Extract to read:
>>

Warner Bros. Pictures

If you want to catch up on all the Oscar nominees and winners for 2020, just make sure you do it legally. Experts at cybersecurity firm Kaspersky found hundreds of websites promising free downloads of this year's most lauded films, but the downloads were actually malware. There were also more than 20 phishing sites that duped users into entering credit card numbers and other sensitive information. 

Joker was the film most commonly used to lure in victims: The researchers found 304 malicious files titled for the film. The World War I film 1917 had 215 malicious files, The Irishman had 179 files and Once Upon a Time... in Hollywood had 150. The Korean film Parasite -- which won the best picture Oscar, as well as others, on Sunday night -- had no malicious files associated with it, Kaspersky reported. 

"Phishers appeal to the potential victims' interests," Dmitry Bestuzhev, head of the research center for Kaspersky Latin America, told CNET on Monday. "It can be fear, greediness or any other emotions which make people act in a way they would not usually act. It gets worse when a fake site looks pretty convincing due to its good design and professional appearance."

<<

Provided data:
>>

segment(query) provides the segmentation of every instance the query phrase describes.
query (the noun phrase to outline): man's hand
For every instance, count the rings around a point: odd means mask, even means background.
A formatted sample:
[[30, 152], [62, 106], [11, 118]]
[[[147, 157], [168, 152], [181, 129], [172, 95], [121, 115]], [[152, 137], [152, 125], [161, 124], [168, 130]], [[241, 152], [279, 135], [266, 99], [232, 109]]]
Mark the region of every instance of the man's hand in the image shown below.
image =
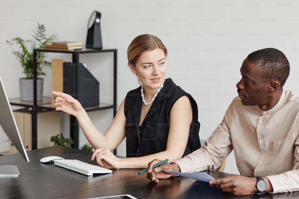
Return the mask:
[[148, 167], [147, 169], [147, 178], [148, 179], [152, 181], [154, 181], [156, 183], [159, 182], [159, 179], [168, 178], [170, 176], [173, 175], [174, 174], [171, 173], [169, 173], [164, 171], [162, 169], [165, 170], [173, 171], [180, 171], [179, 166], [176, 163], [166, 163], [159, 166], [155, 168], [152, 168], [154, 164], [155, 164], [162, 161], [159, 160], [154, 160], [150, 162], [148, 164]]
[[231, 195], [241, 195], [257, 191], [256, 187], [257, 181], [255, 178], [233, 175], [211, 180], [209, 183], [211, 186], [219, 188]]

<<
>>

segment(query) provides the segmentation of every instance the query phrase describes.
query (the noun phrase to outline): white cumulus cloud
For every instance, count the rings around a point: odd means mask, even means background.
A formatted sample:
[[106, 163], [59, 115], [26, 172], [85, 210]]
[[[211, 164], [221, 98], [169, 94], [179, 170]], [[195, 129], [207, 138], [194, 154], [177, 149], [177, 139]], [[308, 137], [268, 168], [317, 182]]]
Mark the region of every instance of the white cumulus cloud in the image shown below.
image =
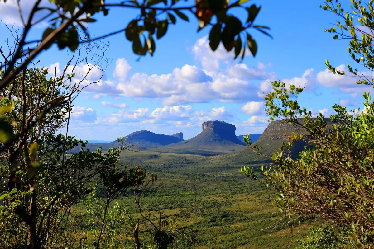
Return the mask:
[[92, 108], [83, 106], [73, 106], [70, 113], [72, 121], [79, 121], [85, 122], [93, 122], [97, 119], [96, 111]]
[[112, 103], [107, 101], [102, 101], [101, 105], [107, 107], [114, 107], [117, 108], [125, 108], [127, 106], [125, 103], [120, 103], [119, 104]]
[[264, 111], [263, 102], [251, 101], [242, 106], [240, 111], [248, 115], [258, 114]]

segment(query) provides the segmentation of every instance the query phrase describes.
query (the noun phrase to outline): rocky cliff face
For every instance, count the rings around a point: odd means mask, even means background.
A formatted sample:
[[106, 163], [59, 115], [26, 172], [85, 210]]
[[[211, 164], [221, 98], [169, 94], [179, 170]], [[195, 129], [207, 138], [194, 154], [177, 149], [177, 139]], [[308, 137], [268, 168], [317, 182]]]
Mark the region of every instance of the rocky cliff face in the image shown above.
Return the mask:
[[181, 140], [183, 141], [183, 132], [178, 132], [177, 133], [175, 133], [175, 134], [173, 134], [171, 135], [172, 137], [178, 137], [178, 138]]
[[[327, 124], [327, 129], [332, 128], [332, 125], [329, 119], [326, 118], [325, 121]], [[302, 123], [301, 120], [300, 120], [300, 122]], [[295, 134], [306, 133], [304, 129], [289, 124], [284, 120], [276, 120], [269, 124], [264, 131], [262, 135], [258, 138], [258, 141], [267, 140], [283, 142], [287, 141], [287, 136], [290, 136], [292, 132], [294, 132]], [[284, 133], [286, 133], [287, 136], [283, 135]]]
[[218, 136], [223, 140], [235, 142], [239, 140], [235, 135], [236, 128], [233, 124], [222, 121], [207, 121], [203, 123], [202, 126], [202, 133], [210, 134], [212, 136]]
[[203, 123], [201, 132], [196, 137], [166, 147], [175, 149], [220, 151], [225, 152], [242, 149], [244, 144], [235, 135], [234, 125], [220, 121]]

<<

Problem set:
1. In the article on Oscar-themed malware, how many malicious files did researchers find titled for the film 1917?
2. Carry the article on malware disguised as Oscar film downloads forward from its final paragraph.

Per-task outputs:
1. 215

2.
Bestuzhev said Kaspersky has found that the number of attempts to visit fraudulent pages has increased every year since 2016, and reached about half a billion attempts a year among its users. Bestuzhev said that online shopping is also a favorite of cybercriminals. The crooks, Bestuzhev said, create fake webpages that look like Amazon, eBay and other e-commerce sites. The sites drew thousands of clicks during the Black Friday season, according to Bestuzhev.

Kaspersky recommends examining download file extensions for legitimate sources, checking out the site's authenticity, finding out when the movie is going to be released in theaters or on streaming services, using reliable virus protection and not clicking on suspicious links. 

Originally published Feb. 7.
Update, Feb. 10: Adds comment from Kaspersky.